EXCERPTED PASSAGE →
• Filing Date: 2020-07-09
  • Form Type: 10-Q
  • Description: Quarterly report
v3.20.2
Deconsolidation of Subsidiaries
6 Months Ended
May 31, 2020
Reorganizations [Abstract]  
Deconsolidation of Subsidiaries
Deconsolidation of Subsidiaries

On the Petition Date, Lamington and WEGP filed the November Chapter 11 Cases in the Bankruptcy Court. As of such date, Lamington was the limited partner and owned 99.99%, and WEGP was the general partner and owned 0.01%, of White Eagle. In its capacity as general partner, WEGP managed the affairs of White Eagle. Lamington and WEGP continued to operate their businesses as "debtors-in-possession" under the jurisdiction of the Bankruptcy Court and in accordance with the applicable provisions of the Bankruptcy Code and orders of the Bankruptcy Court. Emergent Capital (exclusive of its subsidiaries) is a separate entity, and did not file for bankruptcy relief and continues to operate in the ordinary course.

The Deconsolidated Entities' financial results are included in the Company’s consolidated results through November 13, 2018, the day prior the Petition Date. However, under ASC 810, Consolidation, specifically ASC 810-10-15, consolidation of a majority-owned subsidiary is precluded where control does not rest with the majority owners, for instance, where the subsidiary is in legal reorganization or bankruptcy. Accordingly, when a subsidiary files for bankruptcy, it is appropriate for the parent to deconsolidate the subsidiary. Under ASC 810, this loss of control would likely trigger a gain or loss for the parent as the parent would remeasure its retained noncontrolling investment at fair value. We assessed the inherent uncertainties associated with the outcome of the Chapter 11 reorganization process and the anticipated duration thereof, and concluded that it was appropriate to deconsolidate Lamington and its subsidiaries effective on the Petition Date.

ASU 2016-01, Recognition and Measurement of Financial Assets and Financial Liabilities was effective for calendar year-end public business entities in 2018. Under the new guidance, a reporting entity should account for its equity investments that are not consolidated or accounted for under the equity method at fair value, with changes to fair value recorded in current earnings. Lamington's main subsidiary, White Eagle, carries its life settlements policies and debt under the White Eagle Revolving Credit Facility at fair value, these valuations are based on inputs that are both significant to the fair value measurement and unobservable. As a result, the Company adopted ASU 2016-01 to value its investment in Lamington. The calculation was performed consistent with ASC 820 with changes in fair value recorded in current earnings.

REQUIRED WORK →
[A] Copy the passage from the deconsolidation note word for word, starting at "On the Petition Date, Lamington" and ending at "the ordinary course.".
[B] Collect every line of the entries that contains the string "shirt".

DATA SHOWN →
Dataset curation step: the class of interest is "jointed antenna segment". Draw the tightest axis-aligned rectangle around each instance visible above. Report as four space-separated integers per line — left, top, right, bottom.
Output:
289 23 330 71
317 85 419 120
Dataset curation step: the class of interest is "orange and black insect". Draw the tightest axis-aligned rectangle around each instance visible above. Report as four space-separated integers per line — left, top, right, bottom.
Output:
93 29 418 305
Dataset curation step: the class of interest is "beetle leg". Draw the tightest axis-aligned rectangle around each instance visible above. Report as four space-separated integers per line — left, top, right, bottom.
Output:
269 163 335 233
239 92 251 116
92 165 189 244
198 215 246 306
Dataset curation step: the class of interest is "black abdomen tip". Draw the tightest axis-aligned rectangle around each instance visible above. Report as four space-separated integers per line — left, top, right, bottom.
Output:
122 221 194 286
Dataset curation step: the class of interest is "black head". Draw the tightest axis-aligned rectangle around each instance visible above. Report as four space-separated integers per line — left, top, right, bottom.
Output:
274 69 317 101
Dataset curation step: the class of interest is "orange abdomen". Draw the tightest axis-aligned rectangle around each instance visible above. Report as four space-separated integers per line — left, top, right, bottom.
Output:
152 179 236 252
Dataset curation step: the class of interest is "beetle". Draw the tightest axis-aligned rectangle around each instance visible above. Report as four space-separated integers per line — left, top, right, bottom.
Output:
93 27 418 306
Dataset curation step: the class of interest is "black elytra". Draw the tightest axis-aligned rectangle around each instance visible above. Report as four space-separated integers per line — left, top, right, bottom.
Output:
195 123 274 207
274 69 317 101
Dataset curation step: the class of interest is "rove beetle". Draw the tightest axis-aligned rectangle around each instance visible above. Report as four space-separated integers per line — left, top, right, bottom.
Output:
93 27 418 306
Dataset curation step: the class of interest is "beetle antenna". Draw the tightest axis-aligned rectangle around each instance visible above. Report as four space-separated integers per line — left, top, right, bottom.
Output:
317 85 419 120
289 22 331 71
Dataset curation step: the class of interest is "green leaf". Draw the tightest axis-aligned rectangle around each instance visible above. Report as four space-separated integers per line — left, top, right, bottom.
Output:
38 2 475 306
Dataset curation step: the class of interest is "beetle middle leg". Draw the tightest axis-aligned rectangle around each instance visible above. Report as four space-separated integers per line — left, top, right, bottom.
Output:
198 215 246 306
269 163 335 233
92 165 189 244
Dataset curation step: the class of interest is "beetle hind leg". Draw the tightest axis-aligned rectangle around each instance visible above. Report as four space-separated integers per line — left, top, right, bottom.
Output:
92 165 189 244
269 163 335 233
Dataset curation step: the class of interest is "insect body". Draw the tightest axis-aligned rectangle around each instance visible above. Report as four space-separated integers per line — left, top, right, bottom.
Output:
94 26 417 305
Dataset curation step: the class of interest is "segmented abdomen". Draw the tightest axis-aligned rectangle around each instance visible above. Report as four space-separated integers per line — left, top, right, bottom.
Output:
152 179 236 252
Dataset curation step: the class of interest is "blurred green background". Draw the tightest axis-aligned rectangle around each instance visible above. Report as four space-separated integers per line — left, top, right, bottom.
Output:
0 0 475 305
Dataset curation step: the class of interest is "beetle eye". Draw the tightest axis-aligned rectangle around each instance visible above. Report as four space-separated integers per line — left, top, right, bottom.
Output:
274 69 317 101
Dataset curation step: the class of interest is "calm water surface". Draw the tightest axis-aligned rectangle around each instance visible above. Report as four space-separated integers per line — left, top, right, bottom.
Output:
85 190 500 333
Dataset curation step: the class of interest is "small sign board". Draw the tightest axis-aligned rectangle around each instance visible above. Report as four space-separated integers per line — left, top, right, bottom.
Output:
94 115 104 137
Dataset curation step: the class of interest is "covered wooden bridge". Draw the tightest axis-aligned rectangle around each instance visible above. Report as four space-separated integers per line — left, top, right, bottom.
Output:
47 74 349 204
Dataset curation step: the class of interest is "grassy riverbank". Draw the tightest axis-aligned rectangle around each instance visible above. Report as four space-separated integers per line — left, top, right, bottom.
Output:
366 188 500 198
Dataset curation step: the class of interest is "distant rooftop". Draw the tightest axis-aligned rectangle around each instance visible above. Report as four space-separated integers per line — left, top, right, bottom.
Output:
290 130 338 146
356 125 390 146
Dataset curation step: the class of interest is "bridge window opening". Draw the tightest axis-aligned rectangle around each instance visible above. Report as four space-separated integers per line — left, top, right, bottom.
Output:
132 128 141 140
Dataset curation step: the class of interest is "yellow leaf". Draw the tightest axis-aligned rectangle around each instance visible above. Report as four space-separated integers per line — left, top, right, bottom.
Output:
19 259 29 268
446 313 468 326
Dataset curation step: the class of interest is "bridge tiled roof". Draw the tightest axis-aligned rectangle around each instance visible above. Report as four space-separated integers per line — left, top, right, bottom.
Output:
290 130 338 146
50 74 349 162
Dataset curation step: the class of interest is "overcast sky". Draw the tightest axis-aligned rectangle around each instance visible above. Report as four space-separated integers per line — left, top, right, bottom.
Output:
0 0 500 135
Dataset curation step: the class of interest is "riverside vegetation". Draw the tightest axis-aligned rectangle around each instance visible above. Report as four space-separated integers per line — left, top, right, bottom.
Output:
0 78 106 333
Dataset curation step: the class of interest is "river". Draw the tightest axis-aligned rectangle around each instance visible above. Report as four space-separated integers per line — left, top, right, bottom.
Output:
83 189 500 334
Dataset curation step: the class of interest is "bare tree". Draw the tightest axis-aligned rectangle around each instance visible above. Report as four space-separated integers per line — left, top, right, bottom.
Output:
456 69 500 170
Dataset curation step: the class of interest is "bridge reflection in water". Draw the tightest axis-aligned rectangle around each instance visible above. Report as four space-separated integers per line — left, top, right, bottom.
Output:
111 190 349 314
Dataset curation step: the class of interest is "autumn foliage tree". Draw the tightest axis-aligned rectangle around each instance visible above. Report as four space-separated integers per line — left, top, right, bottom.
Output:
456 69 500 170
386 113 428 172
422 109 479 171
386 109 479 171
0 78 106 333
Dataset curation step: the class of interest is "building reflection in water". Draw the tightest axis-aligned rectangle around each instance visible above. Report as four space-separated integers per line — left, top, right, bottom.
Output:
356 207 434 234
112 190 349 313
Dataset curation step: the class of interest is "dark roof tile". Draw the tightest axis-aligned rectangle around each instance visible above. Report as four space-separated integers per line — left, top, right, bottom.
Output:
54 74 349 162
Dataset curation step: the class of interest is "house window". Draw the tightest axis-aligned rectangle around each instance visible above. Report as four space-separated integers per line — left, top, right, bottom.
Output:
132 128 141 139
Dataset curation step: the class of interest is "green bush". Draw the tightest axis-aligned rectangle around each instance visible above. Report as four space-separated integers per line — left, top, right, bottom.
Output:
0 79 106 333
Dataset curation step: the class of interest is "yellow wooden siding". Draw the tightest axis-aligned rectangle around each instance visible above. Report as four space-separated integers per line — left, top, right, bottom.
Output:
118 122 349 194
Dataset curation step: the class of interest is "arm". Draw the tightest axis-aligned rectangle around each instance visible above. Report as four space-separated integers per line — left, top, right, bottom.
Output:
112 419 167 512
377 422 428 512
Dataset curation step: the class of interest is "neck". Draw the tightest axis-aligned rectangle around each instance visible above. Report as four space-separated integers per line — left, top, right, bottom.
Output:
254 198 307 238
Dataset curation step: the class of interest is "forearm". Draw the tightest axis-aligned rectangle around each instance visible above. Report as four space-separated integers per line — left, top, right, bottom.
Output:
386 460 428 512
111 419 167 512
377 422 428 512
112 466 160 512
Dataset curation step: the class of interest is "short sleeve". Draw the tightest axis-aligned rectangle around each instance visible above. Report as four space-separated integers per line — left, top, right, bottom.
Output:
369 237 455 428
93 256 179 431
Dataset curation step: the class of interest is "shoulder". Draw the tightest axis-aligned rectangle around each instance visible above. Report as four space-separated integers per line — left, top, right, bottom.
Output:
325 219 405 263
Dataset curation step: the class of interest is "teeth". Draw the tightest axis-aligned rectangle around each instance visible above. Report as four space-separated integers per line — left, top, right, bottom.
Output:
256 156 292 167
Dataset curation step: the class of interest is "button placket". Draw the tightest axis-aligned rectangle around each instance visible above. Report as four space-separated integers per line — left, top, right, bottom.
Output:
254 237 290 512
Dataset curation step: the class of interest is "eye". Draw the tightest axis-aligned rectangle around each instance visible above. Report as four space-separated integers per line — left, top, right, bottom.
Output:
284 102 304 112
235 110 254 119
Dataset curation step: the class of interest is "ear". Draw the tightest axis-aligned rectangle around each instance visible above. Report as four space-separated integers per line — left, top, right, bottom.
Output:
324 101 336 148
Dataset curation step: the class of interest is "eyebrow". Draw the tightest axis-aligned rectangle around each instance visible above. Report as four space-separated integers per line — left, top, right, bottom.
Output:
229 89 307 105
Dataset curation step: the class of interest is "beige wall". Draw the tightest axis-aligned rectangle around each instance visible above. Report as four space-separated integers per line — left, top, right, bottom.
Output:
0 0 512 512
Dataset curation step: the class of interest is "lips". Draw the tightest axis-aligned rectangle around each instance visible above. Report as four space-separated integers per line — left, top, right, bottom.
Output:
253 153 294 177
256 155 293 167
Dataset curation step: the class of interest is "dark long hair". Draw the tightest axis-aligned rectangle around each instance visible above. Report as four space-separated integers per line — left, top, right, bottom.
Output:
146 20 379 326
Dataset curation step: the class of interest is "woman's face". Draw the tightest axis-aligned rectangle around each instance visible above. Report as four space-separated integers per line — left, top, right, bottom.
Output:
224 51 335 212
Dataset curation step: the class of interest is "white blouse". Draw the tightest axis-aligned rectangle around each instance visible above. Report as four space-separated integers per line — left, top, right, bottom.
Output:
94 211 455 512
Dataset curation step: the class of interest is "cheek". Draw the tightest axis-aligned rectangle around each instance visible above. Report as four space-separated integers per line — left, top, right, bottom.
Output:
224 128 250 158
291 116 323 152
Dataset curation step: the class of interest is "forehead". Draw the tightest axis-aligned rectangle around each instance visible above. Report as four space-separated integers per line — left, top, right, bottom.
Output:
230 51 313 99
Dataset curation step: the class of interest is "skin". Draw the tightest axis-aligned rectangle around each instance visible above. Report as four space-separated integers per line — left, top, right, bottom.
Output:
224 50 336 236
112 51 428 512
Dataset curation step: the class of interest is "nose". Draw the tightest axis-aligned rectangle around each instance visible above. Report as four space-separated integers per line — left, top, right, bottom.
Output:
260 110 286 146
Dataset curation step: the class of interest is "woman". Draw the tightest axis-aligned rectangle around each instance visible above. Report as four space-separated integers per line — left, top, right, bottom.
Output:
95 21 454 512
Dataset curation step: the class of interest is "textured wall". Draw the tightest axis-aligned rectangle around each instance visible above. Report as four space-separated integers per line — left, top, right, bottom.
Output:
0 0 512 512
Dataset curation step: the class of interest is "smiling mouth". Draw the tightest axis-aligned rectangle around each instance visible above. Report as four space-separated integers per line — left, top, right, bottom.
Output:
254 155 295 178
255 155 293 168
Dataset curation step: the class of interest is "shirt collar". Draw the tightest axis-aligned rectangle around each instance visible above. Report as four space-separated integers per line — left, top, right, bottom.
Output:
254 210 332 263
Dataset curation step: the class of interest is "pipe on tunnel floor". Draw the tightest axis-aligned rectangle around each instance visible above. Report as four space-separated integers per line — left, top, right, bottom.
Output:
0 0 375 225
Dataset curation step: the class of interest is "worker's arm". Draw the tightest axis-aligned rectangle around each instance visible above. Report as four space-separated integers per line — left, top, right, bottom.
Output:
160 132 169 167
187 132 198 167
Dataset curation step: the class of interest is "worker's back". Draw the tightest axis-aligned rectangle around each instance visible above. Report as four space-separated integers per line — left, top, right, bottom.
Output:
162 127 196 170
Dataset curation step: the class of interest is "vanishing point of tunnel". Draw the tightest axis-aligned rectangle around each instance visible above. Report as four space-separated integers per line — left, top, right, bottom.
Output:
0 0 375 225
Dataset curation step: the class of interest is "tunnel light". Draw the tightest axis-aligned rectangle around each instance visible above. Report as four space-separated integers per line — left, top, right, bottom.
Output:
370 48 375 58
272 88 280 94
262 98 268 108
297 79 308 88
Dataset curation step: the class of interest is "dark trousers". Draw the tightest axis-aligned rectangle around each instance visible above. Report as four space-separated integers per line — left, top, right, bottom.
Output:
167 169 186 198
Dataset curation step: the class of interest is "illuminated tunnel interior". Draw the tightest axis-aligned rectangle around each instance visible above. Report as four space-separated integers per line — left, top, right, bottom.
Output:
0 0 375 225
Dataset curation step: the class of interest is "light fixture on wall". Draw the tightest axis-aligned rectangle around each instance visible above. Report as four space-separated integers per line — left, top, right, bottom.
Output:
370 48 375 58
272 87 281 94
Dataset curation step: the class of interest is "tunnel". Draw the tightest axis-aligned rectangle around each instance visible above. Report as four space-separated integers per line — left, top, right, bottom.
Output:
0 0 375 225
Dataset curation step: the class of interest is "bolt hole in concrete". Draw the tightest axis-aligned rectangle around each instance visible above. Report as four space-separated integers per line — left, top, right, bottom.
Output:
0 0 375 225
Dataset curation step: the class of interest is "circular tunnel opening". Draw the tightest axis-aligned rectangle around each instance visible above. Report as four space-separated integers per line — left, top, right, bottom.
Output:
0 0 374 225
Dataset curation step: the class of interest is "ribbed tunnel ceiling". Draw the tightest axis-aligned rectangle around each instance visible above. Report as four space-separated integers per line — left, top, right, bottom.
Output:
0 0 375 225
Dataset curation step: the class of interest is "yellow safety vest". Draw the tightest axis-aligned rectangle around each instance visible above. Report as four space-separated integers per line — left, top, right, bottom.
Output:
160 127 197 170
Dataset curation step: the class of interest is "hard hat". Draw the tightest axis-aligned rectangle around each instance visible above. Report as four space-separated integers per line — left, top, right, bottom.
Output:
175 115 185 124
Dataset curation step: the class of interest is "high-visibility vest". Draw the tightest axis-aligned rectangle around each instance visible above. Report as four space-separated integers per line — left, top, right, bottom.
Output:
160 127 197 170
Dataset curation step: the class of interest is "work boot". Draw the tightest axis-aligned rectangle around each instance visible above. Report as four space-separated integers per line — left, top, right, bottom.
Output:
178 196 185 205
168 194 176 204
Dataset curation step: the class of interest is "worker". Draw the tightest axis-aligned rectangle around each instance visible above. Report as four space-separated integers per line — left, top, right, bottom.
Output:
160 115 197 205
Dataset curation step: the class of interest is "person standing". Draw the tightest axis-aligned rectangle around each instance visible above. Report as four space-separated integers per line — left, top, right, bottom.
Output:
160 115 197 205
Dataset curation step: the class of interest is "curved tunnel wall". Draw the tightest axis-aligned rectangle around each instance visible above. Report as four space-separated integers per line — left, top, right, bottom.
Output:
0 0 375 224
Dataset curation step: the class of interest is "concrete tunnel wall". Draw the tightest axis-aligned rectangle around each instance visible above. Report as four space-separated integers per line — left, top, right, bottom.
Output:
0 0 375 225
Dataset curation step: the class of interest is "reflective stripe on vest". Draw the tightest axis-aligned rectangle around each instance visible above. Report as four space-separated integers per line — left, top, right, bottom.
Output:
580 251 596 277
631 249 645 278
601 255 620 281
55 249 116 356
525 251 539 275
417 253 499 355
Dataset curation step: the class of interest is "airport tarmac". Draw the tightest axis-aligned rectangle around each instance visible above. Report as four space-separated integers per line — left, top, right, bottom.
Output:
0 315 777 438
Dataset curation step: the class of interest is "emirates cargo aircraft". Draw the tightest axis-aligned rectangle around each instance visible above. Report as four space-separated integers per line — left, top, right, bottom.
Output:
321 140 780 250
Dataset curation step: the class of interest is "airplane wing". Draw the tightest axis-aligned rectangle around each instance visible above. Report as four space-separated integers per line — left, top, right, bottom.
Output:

FULL ANSWERS →
[A]
On the Petition Date, Lamington and WEGP filed the November Chapter 11 Cases in the Bankruptcy Court. As of such date, Lamington was the limited partner and owned 99.99%, and WEGP was the general partner and owned 0.01%, of White Eagle. In its capacity as general partner, WEGP managed the affairs of White Eagle. Lamington and WEGP continued to operate their businesses as "debtors-in-possession" under the jurisdiction of the Bankruptcy Court and in accordance with the applicable provisions of the Bankruptcy Code and orders of the Bankruptcy Court. Emergent Capital (exclusive of its subsidiaries) is a separate entity, and did not file for bankruptcy relief and continues to operate in the ordinary course.

[B]
Dataset curation step: the class of interest is "shirt collar". Draw the tightest axis-aligned rectangle around each instance visible above. Report as four space-separated integers per line — left, top, right, bottom.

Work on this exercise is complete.